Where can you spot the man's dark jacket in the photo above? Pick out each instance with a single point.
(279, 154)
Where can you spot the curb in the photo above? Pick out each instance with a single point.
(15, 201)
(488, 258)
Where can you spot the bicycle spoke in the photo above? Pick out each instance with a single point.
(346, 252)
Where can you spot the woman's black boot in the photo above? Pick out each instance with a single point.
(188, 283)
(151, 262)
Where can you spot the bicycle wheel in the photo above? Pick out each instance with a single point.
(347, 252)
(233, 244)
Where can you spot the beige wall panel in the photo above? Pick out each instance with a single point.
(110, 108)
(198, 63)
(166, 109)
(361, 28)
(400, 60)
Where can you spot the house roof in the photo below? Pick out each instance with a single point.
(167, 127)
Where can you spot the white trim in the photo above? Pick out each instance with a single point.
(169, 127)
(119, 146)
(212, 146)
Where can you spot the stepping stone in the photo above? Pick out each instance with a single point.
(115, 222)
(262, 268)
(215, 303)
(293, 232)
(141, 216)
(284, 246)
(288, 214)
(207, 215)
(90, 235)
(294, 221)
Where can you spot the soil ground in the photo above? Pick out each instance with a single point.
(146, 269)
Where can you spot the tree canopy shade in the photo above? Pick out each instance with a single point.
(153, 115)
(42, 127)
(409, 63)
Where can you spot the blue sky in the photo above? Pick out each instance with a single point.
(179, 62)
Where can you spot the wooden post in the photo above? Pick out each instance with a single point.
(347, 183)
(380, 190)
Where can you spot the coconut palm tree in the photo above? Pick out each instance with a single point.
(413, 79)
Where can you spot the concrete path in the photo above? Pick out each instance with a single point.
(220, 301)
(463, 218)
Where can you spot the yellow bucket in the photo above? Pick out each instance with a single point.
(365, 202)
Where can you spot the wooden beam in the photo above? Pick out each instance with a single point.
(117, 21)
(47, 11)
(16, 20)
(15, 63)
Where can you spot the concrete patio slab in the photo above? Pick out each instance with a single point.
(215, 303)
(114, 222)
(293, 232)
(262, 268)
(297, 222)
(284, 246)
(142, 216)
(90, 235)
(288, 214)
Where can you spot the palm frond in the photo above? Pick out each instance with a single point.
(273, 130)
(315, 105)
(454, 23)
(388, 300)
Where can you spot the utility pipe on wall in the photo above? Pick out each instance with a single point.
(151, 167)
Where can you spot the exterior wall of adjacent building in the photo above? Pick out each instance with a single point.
━━━━━━
Problem to solve >> Give the listing above again, word for word.

Result for this exercise >>
Where can you spot the man's dark jacket in the photo above? Pick out each instance with a single point.
(279, 154)
Where can you spot the curb in the photo above? Pick out each instance with a single point.
(15, 201)
(488, 258)
Where can you spot the bicycle spoke in the photo above? Pick out each instance with a single point.
(346, 252)
Where can you spot the woman's black boot in the photo above? Pick out each instance with a single point.
(188, 283)
(151, 262)
Where can you spot the bicycle wheel in the photo above? Pick out each instance with a single point.
(347, 252)
(233, 244)
Where can you spot the beige wall panel in the photo above? Pick out each instance with a single point.
(110, 108)
(198, 63)
(166, 109)
(361, 28)
(400, 60)
Where can you spot the house roof in the photo below? Pick out each instance with a single point.
(167, 127)
Where can you spot the white trim in the photo above? Pick out each instance with a single point.
(169, 127)
(119, 146)
(212, 146)
Where can you spot the stepping stone in the photo above? Pick out each instance with a single point.
(115, 222)
(262, 268)
(215, 303)
(293, 232)
(141, 216)
(284, 246)
(288, 214)
(207, 215)
(90, 235)
(294, 221)
Where can you spot the soil ground in the photo above? Pick out each instance with a single point.
(146, 269)
Where can you spot the tree canopy shade in the photo above? Pick out each instance with a single point.
(153, 115)
(42, 127)
(409, 63)
Where can you spot the blue sky in the photo above? Pick out each instance with a single point.
(179, 62)
Where can you spot the wooden post in the photo above? Pick out each instance with a single point.
(347, 183)
(380, 190)
Where can you spot the coconut palm tree in the photo above? Pick out each instance with a single point.
(413, 79)
Where can you spot the concrete path in the photo above? Pick out each instance with a single point.
(220, 301)
(463, 218)
Where can you spot the yellow bucket in the photo above? Pick out each instance with a single point.
(365, 202)
Where can you spot the wooden beam in the photo above? Pick out each instance with a single point.
(117, 21)
(47, 11)
(16, 20)
(15, 63)
Where can you spot the concrete patio slab in the photo above? Pick out each instance with a single point.
(215, 303)
(114, 222)
(293, 232)
(262, 268)
(297, 222)
(284, 246)
(142, 216)
(90, 235)
(288, 214)
Where can you spot the palm frond in the photo above? Pick out each instance with a single point.
(273, 130)
(315, 105)
(454, 23)
(388, 300)
Where can you spot the utility pipe on wall in the photo above? Pick out each instance with a single point.
(151, 167)
Where can you spot the exterior wall of adjacent building in the photo above? Pick out each instance with a single point.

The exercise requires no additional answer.